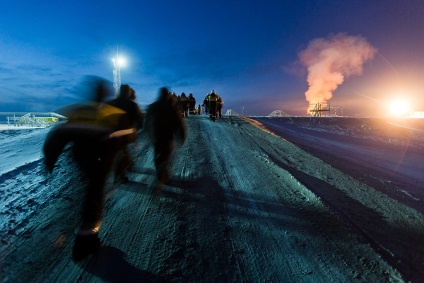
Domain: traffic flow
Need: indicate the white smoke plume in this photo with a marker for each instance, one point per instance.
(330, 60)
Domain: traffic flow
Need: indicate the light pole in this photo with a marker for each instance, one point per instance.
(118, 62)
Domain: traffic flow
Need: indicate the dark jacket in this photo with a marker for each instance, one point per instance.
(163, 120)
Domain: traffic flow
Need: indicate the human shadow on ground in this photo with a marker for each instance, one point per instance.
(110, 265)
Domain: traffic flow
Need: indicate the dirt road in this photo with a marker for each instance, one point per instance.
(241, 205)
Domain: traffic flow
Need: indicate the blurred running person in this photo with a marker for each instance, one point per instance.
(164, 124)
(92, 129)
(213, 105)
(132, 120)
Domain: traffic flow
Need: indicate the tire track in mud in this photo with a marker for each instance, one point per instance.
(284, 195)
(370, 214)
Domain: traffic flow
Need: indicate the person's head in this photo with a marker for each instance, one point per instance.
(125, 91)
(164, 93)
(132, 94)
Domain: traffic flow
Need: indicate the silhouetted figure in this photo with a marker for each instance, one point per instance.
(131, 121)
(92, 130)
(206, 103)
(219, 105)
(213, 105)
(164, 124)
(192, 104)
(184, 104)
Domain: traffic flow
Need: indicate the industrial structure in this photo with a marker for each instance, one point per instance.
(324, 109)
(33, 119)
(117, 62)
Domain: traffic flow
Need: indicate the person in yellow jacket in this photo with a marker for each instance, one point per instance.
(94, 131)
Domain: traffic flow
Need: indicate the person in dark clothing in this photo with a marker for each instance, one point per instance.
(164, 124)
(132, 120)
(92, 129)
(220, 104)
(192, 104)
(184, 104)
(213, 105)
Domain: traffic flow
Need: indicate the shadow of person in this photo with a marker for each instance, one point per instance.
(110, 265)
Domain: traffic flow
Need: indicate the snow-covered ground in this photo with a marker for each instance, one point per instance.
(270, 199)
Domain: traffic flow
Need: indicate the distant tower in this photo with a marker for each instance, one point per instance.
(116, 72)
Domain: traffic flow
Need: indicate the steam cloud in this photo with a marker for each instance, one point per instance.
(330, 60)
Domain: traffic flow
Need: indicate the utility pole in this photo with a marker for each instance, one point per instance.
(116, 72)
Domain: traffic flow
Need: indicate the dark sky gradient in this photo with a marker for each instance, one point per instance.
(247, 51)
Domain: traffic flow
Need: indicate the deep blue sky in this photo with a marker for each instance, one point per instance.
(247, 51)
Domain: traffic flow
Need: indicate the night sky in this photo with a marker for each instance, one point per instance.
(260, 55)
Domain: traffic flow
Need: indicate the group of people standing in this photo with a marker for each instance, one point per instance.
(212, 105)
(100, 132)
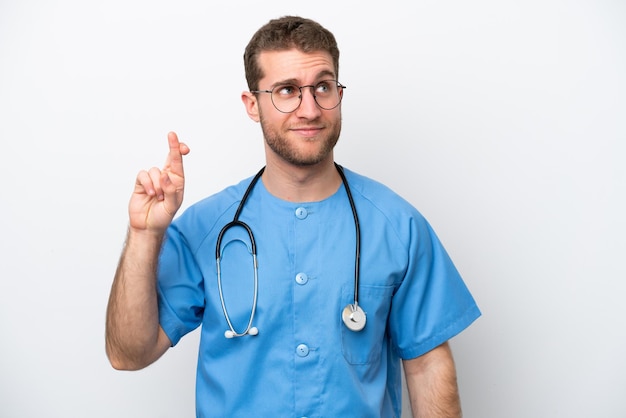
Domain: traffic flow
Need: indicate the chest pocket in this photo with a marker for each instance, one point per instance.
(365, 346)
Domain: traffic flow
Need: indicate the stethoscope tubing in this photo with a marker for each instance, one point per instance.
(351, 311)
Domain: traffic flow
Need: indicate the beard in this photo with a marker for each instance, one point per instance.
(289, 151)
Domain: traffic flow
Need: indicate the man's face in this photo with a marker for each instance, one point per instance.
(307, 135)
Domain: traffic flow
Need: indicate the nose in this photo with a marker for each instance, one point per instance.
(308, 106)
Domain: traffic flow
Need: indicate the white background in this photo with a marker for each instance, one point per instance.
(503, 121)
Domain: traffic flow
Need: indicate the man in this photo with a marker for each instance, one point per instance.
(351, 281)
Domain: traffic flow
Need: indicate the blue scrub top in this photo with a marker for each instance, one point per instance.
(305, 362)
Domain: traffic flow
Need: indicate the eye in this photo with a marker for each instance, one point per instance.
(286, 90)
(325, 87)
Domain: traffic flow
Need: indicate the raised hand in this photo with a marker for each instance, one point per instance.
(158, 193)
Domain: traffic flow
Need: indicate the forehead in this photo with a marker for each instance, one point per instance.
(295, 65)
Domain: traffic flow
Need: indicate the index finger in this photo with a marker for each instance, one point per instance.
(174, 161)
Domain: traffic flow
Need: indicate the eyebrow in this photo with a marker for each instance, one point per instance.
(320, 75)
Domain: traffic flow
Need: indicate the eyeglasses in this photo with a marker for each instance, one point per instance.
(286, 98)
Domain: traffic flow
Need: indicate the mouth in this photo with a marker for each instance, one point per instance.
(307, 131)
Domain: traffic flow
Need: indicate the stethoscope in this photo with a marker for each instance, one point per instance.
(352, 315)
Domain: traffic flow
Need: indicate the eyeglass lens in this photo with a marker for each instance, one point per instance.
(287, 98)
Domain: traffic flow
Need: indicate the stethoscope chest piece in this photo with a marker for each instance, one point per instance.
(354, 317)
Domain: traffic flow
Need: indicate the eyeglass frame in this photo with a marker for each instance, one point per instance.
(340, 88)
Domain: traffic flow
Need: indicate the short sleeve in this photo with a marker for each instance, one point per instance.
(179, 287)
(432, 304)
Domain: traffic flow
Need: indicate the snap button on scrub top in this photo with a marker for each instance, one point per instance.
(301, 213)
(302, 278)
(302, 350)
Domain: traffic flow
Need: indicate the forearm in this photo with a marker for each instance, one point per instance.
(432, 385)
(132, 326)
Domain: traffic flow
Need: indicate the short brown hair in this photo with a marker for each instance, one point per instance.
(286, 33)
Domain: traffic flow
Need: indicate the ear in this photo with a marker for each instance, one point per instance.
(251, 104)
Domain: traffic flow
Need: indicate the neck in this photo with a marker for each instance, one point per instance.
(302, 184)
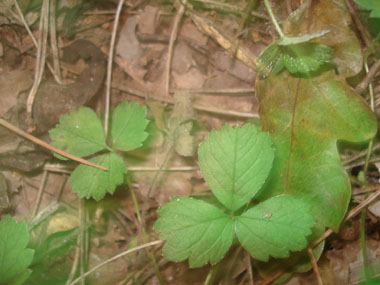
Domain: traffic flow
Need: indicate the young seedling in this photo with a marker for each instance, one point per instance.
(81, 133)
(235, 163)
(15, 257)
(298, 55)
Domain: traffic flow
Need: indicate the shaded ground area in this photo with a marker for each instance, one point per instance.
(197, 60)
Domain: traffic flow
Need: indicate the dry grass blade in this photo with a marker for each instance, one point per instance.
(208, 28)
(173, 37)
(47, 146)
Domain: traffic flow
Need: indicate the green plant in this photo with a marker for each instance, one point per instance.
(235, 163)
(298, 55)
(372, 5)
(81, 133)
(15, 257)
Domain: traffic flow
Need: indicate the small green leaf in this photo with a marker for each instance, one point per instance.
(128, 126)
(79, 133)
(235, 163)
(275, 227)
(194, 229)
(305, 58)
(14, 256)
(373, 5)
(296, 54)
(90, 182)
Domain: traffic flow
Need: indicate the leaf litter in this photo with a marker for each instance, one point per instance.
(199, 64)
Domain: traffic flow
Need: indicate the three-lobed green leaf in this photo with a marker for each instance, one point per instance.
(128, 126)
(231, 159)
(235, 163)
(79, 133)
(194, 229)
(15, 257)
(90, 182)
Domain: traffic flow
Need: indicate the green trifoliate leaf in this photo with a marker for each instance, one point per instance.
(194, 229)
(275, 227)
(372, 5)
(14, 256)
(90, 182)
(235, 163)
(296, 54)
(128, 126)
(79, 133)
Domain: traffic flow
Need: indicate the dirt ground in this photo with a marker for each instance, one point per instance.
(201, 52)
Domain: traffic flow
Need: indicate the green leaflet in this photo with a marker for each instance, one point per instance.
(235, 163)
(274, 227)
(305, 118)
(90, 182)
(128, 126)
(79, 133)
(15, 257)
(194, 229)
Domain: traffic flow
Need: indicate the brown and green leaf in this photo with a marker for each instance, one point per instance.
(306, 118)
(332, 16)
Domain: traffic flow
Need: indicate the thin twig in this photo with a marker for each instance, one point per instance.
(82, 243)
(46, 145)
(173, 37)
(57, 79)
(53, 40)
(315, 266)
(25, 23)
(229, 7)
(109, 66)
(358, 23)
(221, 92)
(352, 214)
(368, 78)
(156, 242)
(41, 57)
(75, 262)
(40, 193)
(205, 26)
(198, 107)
········
In your copy of the records, include no pictures; repeat everything else exactly.

▶ Solution to this task:
Domain: traffic flow
Need: indicate the white smoke plume in this photo with a marker for each instance, one point per instance.
(330, 60)
Domain: traffic flow
Need: indicate the light pole in this photo with a marker for each instance, one point per instance.
(118, 62)
Domain: traffic flow
Need: indicate the dark jacket in this photo with a marker for each instance, one point per instance.
(163, 120)
Domain: traffic flow
Need: indicate the human shadow on ground in this photo with a marker for each instance, one point per instance.
(110, 265)
Domain: traffic flow
Need: indicate the dirt road in this photo with a marker for each instance, one point per instance.
(241, 205)
Domain: traffic flow
Need: indicate the blurred running person in this photo with a marker for each instance, one point per instance.
(164, 124)
(92, 129)
(213, 105)
(132, 120)
Domain: traffic flow
Need: indicate the tire track in mud in this photo with a marker for each instance, one point per instance.
(284, 195)
(370, 214)
Domain: traffic flow
Need: indicate the person's head in this photo with a marker for each instance, one point per instance.
(125, 91)
(164, 93)
(132, 94)
Domain: traffic flow
Need: indicate the silhouetted figure in this photo with a marker for each instance, one point per instance.
(131, 121)
(92, 130)
(206, 103)
(219, 105)
(213, 105)
(164, 124)
(192, 104)
(184, 104)
Domain: traffic flow
Need: indicate the industrial structure in this photo with a marker for each instance, one point per instance.
(324, 109)
(33, 119)
(117, 62)
Domain: traffic flow
Need: indicate the person in yellow jacket in this photo with a marker for each instance, one point per instance.
(94, 131)
Domain: traffic flow
Need: indicate the person in dark clothing in this photo with a marker for each instance, one point per instance.
(164, 124)
(132, 120)
(92, 129)
(220, 104)
(192, 104)
(184, 104)
(213, 105)
Domain: traffic flow
Need: indicate the shadow of person in this photo with a marker for each instance, one point per instance.
(110, 265)
Domain: traffic flow
Need: indicate the snow-covered ground in this photo with a marker for each instance, one point per instance.
(270, 199)
Domain: traffic flow
Need: indicate the distant tower in this photo with a marker for each instance, one point per instance.
(116, 72)
Domain: traffic flow
Need: indicate the steam cloud in this photo with a marker for each instance, one point per instance.
(330, 60)
Domain: traffic flow
Need: indicate the utility pole in this photo with a marker for each instance, one point per instance.
(116, 72)
Domain: traffic flow
Need: indicate the dark sky gradient in this photo with a marker for each instance, one point per instance.
(247, 51)
Domain: traffic flow
Need: indicate the deep blue sky in this photo with a marker for each instance, one point per instance.
(247, 51)
Domain: traffic flow
Need: indicate the night sky in this photo with a marker for each instance, one point per instance.
(260, 55)
Domain: traffic flow
Need: indicate the group of people standing in this photo with a marker for each instance, one point per instance.
(212, 105)
(100, 132)
Domain: traffic flow
Need: indicate the chest pocket in this photo with a marker for each instance, one point per instance.
(365, 346)
Domain: traffic flow
Need: indicate the stethoscope tubing in this photo with a marker for each instance, one point per instance.
(351, 311)
Domain: traffic flow
Need: indicate the beard in this photo with a marker for each instance, one point per instance.
(289, 151)
Domain: traffic flow
Need: indicate the man's face in this photo with a marker for each instance, one point per instance.
(307, 135)
Domain: traffic flow
Need: indicate the nose in this photo with a marker for each instance, one point per instance.
(308, 106)
Domain: traffic flow
Need: indicate the white background in this photo with a marker for each instance, one point per instance.
(503, 121)
Domain: traffic flow
Need: indicate the man in this photo with a marker for each instance, one point per instance.
(351, 281)
Domain: traffic flow
Need: indicate the blue scrub top in this photo with a marker for each instance, one point per instance.
(305, 362)
Domain: traffic flow
Need: indicate the eye in this photo with a marker for each instance, one point per instance.
(286, 90)
(325, 87)
Domain: traffic flow
Need: indicate the raised hand in this photo with a marker for each instance, one point per instance.
(158, 193)
Domain: traffic flow
Need: indicate the forehead in this photo with a marker for each instance, one point per instance.
(295, 65)
Domain: traffic flow
Need: indicate the index finger in this photo with a marker for each instance, one point per instance.
(174, 161)
Domain: traffic flow
Need: indicate the eyebrow in this photo with a marker for each instance, one point per instance.
(320, 75)
Domain: traffic flow
Need: indicate the eyeglasses in this photo with a marker for each instance, one point per instance.
(286, 98)
Domain: traffic flow
Need: indicate the mouth in this photo with a marker for each instance, one point per instance.
(307, 131)
Domain: traffic flow
Need: indicate the stethoscope in this photo with a marker for each instance, one point per instance.
(352, 315)
Domain: traffic flow
Need: indicate the eyeglass lens in this photo with a marker for each instance, one point per instance.
(287, 98)
Domain: traffic flow
Need: indicate the stethoscope chest piece in this photo with a marker for each instance, one point per instance.
(354, 317)
Domain: traffic flow
Need: indicate the eyeglass frame in this photo with a marker for each instance, one point per instance.
(340, 88)
Domain: traffic flow
Need: indicate the short sleeve in this photo with a marker for each instance, one point per instance.
(179, 287)
(432, 304)
Domain: traffic flow
Need: indicate the snap button on scrub top in this photo with a marker for each instance, one point per instance.
(301, 213)
(302, 278)
(302, 350)
Domain: traffic flow
Need: indicate the forearm in this photo with a marker for each instance, one point per instance.
(432, 385)
(132, 326)
Domain: traffic flow
Need: indicate the short brown hair in this photo with a marker for each instance, one point per instance.
(286, 33)
Domain: traffic flow
Need: indicate the ear in this photo with a marker for each instance, one point per instance.
(251, 104)
Domain: traffic flow
Need: indicate the neck in this photo with a marker for each instance, one point per instance.
(302, 184)
Domain: traffic flow
Need: indicate the young seedling in this photo with a marker for each instance, one point per instance.
(81, 133)
(235, 163)
(15, 257)
(298, 55)
Domain: traffic flow
Need: indicate the shaded ground area in this photo with a marker for each instance, one point per instance.
(197, 60)
Domain: traffic flow
Need: indicate the dry grass blade in this photo with a marker for each instance, one point per instance.
(208, 28)
(173, 37)
(47, 146)
Domain: traffic flow
Need: indicate the green plant in this photo with a marker for each instance, one point per instance.
(235, 163)
(298, 55)
(372, 5)
(81, 133)
(15, 257)
Domain: traffic flow
Need: indicate the small green leaf in this photo with a marker for each instance, one point per instance.
(128, 126)
(79, 133)
(235, 163)
(275, 227)
(194, 229)
(305, 58)
(14, 256)
(373, 5)
(296, 54)
(90, 182)
Domain: traffic flow
Need: indicate the leaf litter in this photo with a marker for each instance, one point per instance.
(199, 64)
Domain: traffic flow
Need: indicate the three-lobed green leaf in this photo with a marker for each instance, one point per instance.
(128, 126)
(231, 159)
(235, 163)
(79, 133)
(194, 229)
(15, 257)
(90, 182)
Domain: traffic flow
Need: indicate the green trifoliate leaf in this photo with a marker for each instance, one point per instance.
(194, 229)
(275, 227)
(372, 5)
(14, 256)
(90, 182)
(235, 163)
(296, 54)
(128, 126)
(79, 133)
Domain: traffic flow
Need: indicate the dirt ground in this photo with a marker for each instance, one point per instance.
(201, 52)
Domain: traffic flow
Need: indicate the green leaflet in this photo with a marker for each instance, one point per instance.
(235, 163)
(274, 227)
(305, 118)
(90, 182)
(128, 126)
(79, 133)
(15, 257)
(194, 229)
Domain: traffic flow
Need: indicate the brown and green leaf in this photo with a marker for each instance, one point per instance.
(306, 118)
(332, 16)
Domain: traffic flow
Need: indicate the thin twig in this photo with a marker for each instance, one point per instance.
(82, 243)
(46, 145)
(173, 37)
(57, 79)
(53, 40)
(315, 266)
(25, 23)
(229, 7)
(109, 66)
(358, 23)
(221, 92)
(352, 214)
(368, 78)
(156, 242)
(41, 57)
(75, 262)
(40, 193)
(205, 26)
(198, 107)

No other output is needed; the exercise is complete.